═══ Information provided

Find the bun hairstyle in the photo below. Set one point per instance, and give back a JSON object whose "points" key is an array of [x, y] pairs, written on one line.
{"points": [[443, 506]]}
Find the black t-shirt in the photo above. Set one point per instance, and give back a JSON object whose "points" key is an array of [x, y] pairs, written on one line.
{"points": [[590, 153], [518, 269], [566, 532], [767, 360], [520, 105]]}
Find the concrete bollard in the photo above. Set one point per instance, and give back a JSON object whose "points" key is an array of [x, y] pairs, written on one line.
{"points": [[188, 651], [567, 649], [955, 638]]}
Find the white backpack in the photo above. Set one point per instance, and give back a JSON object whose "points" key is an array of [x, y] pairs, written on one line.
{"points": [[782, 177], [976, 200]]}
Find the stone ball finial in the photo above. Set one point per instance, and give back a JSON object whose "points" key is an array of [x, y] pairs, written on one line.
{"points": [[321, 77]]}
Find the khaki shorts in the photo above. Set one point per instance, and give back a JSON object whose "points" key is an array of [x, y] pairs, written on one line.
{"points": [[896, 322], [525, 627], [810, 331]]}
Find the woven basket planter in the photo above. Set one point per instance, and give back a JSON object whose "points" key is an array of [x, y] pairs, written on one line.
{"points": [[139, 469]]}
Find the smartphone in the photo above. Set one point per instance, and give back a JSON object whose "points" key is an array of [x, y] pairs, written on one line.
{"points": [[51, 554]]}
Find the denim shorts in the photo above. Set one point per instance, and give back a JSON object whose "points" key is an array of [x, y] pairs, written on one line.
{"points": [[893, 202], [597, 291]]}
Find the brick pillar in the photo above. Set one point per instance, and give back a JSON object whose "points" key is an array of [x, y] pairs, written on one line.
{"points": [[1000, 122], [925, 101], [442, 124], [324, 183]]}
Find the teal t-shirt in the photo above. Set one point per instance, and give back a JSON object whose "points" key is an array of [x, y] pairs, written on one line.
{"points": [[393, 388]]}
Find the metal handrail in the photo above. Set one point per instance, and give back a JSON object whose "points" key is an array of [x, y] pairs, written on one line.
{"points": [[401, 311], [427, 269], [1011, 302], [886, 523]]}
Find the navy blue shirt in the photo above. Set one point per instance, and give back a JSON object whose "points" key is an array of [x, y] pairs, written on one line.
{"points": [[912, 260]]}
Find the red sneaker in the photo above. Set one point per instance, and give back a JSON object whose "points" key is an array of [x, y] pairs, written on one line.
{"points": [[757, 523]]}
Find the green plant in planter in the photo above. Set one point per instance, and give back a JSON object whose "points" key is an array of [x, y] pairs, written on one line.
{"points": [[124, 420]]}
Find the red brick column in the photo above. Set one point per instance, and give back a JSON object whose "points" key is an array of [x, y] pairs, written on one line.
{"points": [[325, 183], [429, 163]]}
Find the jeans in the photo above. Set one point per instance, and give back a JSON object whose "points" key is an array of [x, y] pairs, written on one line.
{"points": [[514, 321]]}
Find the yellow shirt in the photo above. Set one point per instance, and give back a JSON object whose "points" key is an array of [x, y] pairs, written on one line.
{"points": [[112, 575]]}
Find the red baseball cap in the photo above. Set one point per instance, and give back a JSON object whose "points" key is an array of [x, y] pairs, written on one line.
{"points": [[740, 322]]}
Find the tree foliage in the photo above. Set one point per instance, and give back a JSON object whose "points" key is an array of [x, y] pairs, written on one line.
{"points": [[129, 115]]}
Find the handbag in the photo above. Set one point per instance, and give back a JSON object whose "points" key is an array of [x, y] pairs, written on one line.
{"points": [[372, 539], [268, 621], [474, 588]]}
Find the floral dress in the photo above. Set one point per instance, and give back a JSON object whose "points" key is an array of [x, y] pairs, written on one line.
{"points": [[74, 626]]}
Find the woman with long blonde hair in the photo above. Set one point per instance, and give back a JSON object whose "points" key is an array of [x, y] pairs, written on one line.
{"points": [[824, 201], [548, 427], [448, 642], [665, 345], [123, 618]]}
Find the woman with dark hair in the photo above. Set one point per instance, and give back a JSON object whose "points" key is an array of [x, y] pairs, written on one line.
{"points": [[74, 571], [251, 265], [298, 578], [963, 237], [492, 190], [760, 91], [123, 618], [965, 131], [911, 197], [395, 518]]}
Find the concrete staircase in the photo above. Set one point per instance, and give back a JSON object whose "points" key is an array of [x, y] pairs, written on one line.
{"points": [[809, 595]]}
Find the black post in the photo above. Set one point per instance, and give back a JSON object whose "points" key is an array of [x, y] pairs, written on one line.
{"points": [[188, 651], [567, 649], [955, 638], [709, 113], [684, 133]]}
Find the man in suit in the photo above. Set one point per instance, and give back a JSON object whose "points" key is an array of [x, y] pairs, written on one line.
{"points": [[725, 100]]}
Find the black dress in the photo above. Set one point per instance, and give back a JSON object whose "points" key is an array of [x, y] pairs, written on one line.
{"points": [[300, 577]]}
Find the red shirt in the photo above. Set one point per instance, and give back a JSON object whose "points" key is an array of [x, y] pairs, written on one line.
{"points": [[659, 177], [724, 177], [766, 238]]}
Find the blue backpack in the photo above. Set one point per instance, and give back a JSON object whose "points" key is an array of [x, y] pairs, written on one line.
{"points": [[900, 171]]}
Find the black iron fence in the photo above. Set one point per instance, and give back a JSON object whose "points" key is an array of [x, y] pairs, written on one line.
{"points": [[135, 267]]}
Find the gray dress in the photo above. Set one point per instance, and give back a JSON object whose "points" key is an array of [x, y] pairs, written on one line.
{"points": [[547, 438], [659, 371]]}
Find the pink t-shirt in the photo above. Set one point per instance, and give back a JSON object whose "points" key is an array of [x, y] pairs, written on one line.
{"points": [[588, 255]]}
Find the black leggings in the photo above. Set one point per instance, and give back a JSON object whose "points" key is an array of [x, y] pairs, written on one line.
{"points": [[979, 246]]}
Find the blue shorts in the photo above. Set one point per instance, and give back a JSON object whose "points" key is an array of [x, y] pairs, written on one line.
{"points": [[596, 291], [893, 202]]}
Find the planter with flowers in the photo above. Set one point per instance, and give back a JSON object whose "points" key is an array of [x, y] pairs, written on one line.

══════

* [Exercise details] Copy all of the records above word for word, keeping every line as it is.

* [Task output]
Find the bun hairstyle in the photo below. Set one point per instance, and give back a JSON object whose "points" key is an array of [x, y] pairs, written on one line.
{"points": [[443, 506]]}
Find the black t-shirt in the photo above. Set one point per instance, and give back a JSON object whose "points" key is an array of [x, y] pairs, written on one line.
{"points": [[590, 153], [518, 269], [566, 532], [767, 360], [520, 105]]}
Find the concrete bollard in the photo above. Set one point per instance, and give back a JSON object whose "points" key is an array of [x, y] pairs, written on one line.
{"points": [[188, 651], [567, 649], [955, 638]]}
Find the white backpack in the photo above. Set one point per instance, and give back a JSON object whose "points" key is an array of [x, y] pairs, written on one line.
{"points": [[782, 177], [976, 200]]}
Find the stone ball finial in the photo above. Set one point per instance, and give back a JSON object whose "points" key is an array of [x, y] pairs, written on one line.
{"points": [[321, 77]]}
Find the khaki shorts in the photo above. Set one point per instance, and give back a JSON object whose "points" key is an array of [x, y] pairs, written on one line.
{"points": [[896, 322], [525, 627], [810, 331]]}
Find the woven basket planter in the photo above. Set one point per instance, and give back a JSON object whose "points" key is an array of [x, y] pairs, written on one line.
{"points": [[139, 469]]}
Find the smartphone in the photo above. Set one point per instance, and give back a JSON object whose "points" key is an array of [x, y] pairs, written on one line.
{"points": [[51, 554]]}
Find the denim shorts in the photo above. Set one point per instance, and give back a JSON object whose "points" key is an array of [x, y] pairs, written on one line.
{"points": [[893, 202], [597, 291]]}
Find the brick pillar in the photo above. Set one point per instance, and give back a JSON object whose "points" key is an array of [x, y] pairs, written on one line.
{"points": [[1000, 122], [925, 101], [442, 124], [324, 183]]}
Find the teal t-shirt in the photo above. Set one point per instance, and give back a JSON object whose "points" key is an array of [x, y] pairs, written on one line.
{"points": [[393, 388]]}
Find the metal handrail in the photo above. Set one point per instance, and give back a JSON object whose "points" key is an array of [x, y] pairs, written on one line.
{"points": [[401, 311], [427, 269], [1011, 302], [886, 523]]}
Find the navy blue shirt in the photo above. Set one point per instance, and give back a JSON object whose "points" key is an array of [x, y] pairs, written on one line.
{"points": [[912, 260]]}
Find the red sneaker in the photo above. Set one point per instance, and give back a JSON object whose "points" key is an array of [x, y] pairs, written on one line.
{"points": [[757, 523]]}
Find the green plant in planter in the photo above. Set one point per instance, and give back a JSON object whose "points" key is an array of [x, y] pairs, written on one line.
{"points": [[124, 420]]}
Find the red brick column in the photo above. Set one point per instance, and give back a JSON object whose "points" key is an array of [x, y] pairs, written on one line.
{"points": [[325, 183], [429, 163]]}
Find the jeans in the photo above. Set one point per instance, and give back a JSON object whose "points" key is an array of [x, y] pairs, written on one line.
{"points": [[514, 321]]}
Find the yellow shirt in the photo above. Set one point per instance, and give back a JSON object whose "points" key is an array of [x, y] pairs, written on one line.
{"points": [[112, 575]]}
Find the red baseball cap in the photo above. Set one point per instance, and give back a JSON object whose "points" key is an array of [x, y] pairs, written on one line.
{"points": [[740, 322]]}
Find the tree foliage in the photo above. Set one point per instance, and give back a JSON object whose "points" key is an array of [x, y] pairs, written on one line.
{"points": [[129, 115]]}
Find the handbag in the photo above. Set one point per instance, and give back a JSON object whose "points" key is an array of [x, y] pairs, written on one line.
{"points": [[372, 539], [268, 621], [474, 588]]}
Find the floral dress in the photo above. Set one point per instance, and give back a JSON object whose "points" key is an array of [x, y] pairs, written on one line.
{"points": [[74, 626]]}
Find the woman with long blonde hair in the photo above. Set one point per instance, and give back a JSON object whose "points" key is an array of [x, y] pairs, written on one line.
{"points": [[824, 201], [548, 427], [448, 642], [665, 345], [123, 618]]}
Find the woman with dark hair in the photo above. Set one point per instance, and give back a JSON object whose "points" key is an array of [x, y] pairs, written on one line.
{"points": [[74, 571], [251, 265], [298, 578], [963, 237], [492, 190], [760, 91], [123, 618], [965, 131], [911, 197], [395, 518]]}
Find the concrete staircase in the photo above. Set one point per instance, and give back a JSON object whose "points" key is an array of [x, y] pairs, written on one line.
{"points": [[809, 595]]}
Find the black post in the photo above. Set one point per instance, and give back a JSON object whose "points" key is an array of [x, y] pairs, written on one line.
{"points": [[188, 651], [567, 649], [955, 638], [709, 113], [684, 133]]}
Find the man in suit in the photo above. Set one point per instance, and give back a JSON object whose "points" key is an array of [x, y] pairs, written on one line.
{"points": [[725, 100]]}
Find the black dress in the photo above. Set one point per instance, and give back a JSON object whose "points" key is an array of [x, y] pairs, written on one line.
{"points": [[300, 577]]}
Find the red shirt in the photo above. Set one point per instance, and give back a JSON object whose "points" key is an array of [x, y] pairs, written on one line.
{"points": [[659, 177], [724, 177], [766, 238]]}
Find the blue backpack in the photo above. Set one point per instance, and give back a JSON object whose "points" key is an array of [x, y] pairs, written on one line.
{"points": [[900, 171]]}
Find the black iron fence in the photo above. Set one point per instance, and give back a JSON object whose "points" key is an array of [x, y] pairs, written on one line.
{"points": [[135, 267]]}
Find the gray dress in the photo above. Set one point per instance, and give back a JSON object whose "points" key is an array of [x, y] pairs, written on one line.
{"points": [[547, 438], [659, 371]]}
Find the pink t-shirt in the photo above. Set one point per instance, and give back a JSON object whose "points" key is an array of [x, y] pairs, written on one line.
{"points": [[588, 255]]}
Find the black leggings in the photo above. Set one point per instance, and give back a JSON object whose "points" key is an array of [x, y] pairs, written on one line.
{"points": [[979, 246]]}
Find the blue shorts in the photo above. Set one point per instance, and give back a JSON object whose "points" key is an array of [x, y] pairs, written on one line.
{"points": [[596, 291], [893, 202]]}
Find the planter with flowers in the photo above. Set one point per instance, and give back a JSON object whose "points" key is an array of [x, y] pairs, written on one line.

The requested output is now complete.